- [WORK TO COMPLETE]
(1) Could you return everything from "if. -.dirExists todir do. createdir" down to "of this operation." in the NYCJUG meeting notes, copied word for word?
(2) Can you supply the next part of the NYCJUG meeting notes on copying a directory in J, starting after the last line shown?

- [EXCERPTED PASSAGE]
◆ ◆ ◆ ◆ ◆ ◆ ◆

NYCJUG/2021-07-13

Meeting Agenda for NYCJUG 20210713

Beginner's Regatta: looking at a simple piece of code to copy a directory
Show-and-tell: More poker code! Adapting to Unicode and problems with intertwined code
Advanced Topics: Solutions to the "Three consecutive digits" problem
Learning and Teaching J: A study of the effect of lack of mathematics education on brain development

Beginner's Regatta

We will look at a simple piece of J code that simply copies a directory from one location to another, usually to a different drive.

This example is notable because of all the lines surrounding the single line that does the heavy lifting. Preceding this line are numerous checks and pre-condition settings. The numerous lines following are comments showing examples of the most common uses of the routine.

We start the function with a simple statement about what it does, then we rename "x" and "y" to more meaningful names since we will be using each of them numerous times and this helps clarify that code.

copyDir=: 4 : 0
NB.* copyDir: copy directory x and all its files to directory y
NB.   fromdir=. endSlash x [ todir=. endSlash y
   fromdir=. x [ todir=. y
   assert. dirExists fromdir}.~-'*'={:fromdir      NB. Drop trailing * from the source directory name.
   if. -.dirExists todir do. createdir todir end.                NB. Create destination directory
   if. -.dirExists todir do. shell 'mkdir ',todir end. [ wait 1  NB. multiple ways because of experience
   wait -.dirExists todir                                        NB. with the flakiness of this operation.
   if. -.dirExists todir do. shell 'mkdir ',todir end.           NB. Try again just in case...
   wait -.dirExists todir
   sf=. 1 0                    NB. Assume 1 success, 0 failures...
   try. fromdir fcopy todir catch. sf=. 0 1 end.        NB. All the actual work...
   sf
NB.EG NB. Copy dir from D: to Z: and other disks.

◆ ◆ ◆ ◆ ◆ ◆ ◆

- [SUPPLIED DATA]
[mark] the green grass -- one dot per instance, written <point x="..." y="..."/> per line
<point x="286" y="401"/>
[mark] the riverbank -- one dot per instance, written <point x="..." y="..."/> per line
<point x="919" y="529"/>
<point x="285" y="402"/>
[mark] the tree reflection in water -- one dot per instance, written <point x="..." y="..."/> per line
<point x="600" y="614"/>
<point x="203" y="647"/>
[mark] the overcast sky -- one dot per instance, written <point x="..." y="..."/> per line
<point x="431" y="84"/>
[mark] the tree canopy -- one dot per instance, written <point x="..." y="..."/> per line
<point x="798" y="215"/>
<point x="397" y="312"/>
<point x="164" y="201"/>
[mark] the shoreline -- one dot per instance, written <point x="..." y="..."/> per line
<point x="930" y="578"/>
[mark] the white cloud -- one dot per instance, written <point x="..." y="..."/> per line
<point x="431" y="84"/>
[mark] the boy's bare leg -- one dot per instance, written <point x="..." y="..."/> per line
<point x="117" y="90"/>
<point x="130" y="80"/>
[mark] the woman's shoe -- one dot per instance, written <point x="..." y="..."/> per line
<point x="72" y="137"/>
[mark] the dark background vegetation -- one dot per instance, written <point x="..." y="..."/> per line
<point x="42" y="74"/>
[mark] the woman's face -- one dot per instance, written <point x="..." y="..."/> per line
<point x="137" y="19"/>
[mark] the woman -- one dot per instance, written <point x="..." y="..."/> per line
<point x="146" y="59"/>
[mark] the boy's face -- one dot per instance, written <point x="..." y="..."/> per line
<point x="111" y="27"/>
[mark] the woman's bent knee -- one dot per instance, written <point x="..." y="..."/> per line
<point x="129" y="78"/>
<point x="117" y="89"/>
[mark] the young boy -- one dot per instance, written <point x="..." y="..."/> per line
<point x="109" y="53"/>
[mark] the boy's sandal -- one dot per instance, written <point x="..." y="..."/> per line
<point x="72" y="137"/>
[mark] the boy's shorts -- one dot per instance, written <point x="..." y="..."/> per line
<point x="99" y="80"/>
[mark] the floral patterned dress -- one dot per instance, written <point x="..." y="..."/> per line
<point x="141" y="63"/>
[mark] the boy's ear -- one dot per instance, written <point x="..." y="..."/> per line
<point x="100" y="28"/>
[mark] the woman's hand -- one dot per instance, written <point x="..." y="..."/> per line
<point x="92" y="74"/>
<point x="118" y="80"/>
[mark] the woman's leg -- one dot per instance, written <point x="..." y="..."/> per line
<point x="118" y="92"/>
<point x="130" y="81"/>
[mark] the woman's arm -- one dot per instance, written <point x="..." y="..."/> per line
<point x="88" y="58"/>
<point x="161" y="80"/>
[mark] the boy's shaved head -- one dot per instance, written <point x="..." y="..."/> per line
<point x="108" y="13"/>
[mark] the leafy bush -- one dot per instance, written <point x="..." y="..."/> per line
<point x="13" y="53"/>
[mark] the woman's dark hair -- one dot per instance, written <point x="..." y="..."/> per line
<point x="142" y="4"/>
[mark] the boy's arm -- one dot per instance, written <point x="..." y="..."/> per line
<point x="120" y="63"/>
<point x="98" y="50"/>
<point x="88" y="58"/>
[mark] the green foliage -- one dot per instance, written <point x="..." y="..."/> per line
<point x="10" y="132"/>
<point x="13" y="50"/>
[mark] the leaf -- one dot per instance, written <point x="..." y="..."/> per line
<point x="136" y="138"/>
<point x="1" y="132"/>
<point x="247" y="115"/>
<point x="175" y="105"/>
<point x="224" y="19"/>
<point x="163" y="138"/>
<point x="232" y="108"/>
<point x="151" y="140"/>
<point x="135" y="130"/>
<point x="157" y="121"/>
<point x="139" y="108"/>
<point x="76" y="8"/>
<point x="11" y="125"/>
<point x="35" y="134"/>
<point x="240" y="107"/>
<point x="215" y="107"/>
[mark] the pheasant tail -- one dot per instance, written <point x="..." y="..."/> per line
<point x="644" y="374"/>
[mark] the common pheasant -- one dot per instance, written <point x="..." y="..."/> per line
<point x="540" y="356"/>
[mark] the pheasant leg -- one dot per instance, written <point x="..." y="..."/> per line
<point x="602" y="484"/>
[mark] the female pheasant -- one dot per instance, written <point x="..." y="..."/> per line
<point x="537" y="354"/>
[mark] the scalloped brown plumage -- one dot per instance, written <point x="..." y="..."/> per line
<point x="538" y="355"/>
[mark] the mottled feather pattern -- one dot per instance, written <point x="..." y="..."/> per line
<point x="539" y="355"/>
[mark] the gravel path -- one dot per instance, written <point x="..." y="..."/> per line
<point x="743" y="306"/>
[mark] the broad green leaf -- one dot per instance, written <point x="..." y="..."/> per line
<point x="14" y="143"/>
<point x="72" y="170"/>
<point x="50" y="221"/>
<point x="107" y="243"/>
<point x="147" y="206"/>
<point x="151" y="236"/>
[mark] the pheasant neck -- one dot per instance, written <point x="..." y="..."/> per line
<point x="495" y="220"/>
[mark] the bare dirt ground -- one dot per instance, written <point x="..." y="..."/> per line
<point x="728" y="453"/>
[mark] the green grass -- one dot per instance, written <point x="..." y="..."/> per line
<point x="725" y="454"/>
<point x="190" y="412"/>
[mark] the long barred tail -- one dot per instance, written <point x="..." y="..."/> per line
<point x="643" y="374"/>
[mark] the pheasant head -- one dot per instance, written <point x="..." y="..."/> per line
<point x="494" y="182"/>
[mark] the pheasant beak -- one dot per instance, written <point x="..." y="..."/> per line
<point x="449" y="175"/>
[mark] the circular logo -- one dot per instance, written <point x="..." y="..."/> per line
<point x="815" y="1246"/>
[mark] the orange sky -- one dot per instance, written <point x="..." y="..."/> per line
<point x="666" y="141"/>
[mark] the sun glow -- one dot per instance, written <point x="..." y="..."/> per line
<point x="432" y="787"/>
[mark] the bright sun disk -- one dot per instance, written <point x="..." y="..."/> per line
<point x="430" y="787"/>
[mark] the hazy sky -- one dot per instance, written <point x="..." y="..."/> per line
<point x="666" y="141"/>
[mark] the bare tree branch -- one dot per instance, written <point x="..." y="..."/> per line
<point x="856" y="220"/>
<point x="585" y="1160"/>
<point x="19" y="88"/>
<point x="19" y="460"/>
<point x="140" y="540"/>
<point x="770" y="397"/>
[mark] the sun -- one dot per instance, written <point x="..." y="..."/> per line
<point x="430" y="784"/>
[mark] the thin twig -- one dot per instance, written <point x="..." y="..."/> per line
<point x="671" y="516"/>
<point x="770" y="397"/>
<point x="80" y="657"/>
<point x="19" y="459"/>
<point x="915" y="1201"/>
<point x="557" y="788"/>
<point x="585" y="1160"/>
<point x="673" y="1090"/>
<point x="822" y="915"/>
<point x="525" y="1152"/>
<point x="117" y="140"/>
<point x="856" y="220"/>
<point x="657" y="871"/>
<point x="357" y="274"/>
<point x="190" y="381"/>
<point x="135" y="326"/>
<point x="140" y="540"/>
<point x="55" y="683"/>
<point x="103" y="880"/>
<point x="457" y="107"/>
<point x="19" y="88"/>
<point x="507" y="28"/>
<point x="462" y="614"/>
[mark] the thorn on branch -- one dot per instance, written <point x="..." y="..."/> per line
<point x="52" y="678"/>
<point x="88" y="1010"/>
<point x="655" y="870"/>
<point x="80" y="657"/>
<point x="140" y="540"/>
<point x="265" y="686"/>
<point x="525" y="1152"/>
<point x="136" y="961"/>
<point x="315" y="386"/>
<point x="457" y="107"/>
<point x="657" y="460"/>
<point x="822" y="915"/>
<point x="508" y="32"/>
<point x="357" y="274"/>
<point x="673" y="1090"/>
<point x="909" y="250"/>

◆ ◆ ◆ ◆ ◆ ◆ ◆

- [FINAL RESULTS]
(1)
if. -.dirExists todir do. createdir todir end.                NB. Create destination directory
   if. -.dirExists todir do. shell 'mkdir ',todir end. [ wait 1  NB. multiple ways because of experience
   wait -.dirExists todir                                        NB. with the flakiness of this operation.

(2)
NB.EG 'CGZ' (] copyDir [,[:}.])&.> <'D:\amisc\pix\Sel\2006Q4\20061012'
NB.EG 'CGZ' (] copyDir [,[:}.])&.> <'D:\amisc\pix\Photos\2006Q4\20061012'
NB.EG 6!:2 '''DG'' (] copyDir [,[:}.])&.> <''C:\amisc\Jsys'''
NB.EG 'CGZ' (] copyDir [,[:}.])&.> <'D:\amisc\pix\Photos\2021Q3\20210709'
NB.EG 'CGZ' (] copyDir [,[:}.])&.> <'D:\amisc\pix\Sel\2021Q3\20210709'
NB.EG 'CGZ' (] replaceDir [,[:}.])&.> <'D:\amisc\pix\Photos\2021Q3\20210709'
)

The examples in the trailing comments are at the end of the definition so that they may be selected and customized when this is used; being at the end keeps them closer to the command line when we enter the bare function name to display its definition.

Here are the two routines "copyDir" uses.

   fcopy=": 4 : 'shell ''xcopy /S /C /H /I /R /Q /Y "'',(x,''" "'',y,''"'') rplc ''/\'''
   createdir=: 3 : 'try. 1!:5 <y catch. 0 end.'

The "fcopy" routine is simply a call to an underlying OS (Windows) file copy routine. The many flags tell it to copy directories and sub-directories, to continue on error, to copy hidden and system files, and some other things.

Show-and-tell

Complications of Code Interaction

Recently, I got myself tangled with a code change I made in conjunction with a new routine for my poker code.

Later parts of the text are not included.